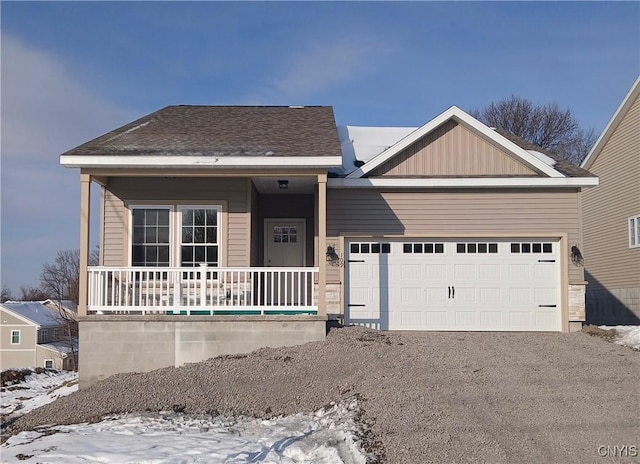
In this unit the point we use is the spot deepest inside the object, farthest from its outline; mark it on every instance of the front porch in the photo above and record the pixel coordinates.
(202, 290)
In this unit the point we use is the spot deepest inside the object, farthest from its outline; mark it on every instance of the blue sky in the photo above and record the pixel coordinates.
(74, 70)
---
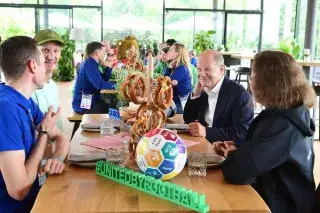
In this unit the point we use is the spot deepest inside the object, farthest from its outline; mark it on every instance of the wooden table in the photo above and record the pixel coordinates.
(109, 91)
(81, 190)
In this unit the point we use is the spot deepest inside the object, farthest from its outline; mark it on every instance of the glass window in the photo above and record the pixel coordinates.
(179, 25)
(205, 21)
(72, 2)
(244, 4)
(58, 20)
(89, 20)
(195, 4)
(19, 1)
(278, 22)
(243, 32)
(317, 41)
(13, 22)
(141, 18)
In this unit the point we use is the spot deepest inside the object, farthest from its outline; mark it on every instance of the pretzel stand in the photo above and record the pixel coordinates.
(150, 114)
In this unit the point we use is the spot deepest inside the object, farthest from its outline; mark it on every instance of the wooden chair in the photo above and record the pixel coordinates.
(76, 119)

[WHAT YOU SHOULD DO] Report each line of the rows above that contains the word "wooden". Case matters.

[FINISHED TASK]
In this unit the point we use is the spot deepest inside the object, farthest from its outline; mark it on every instance of the wooden table in the photo above and record the pixel coordinates.
In this unit the point we use is the spot deepest inside the object, farthest from its outline; mark it on every instance of the wooden chair in the photo above and record the pixel coordinates.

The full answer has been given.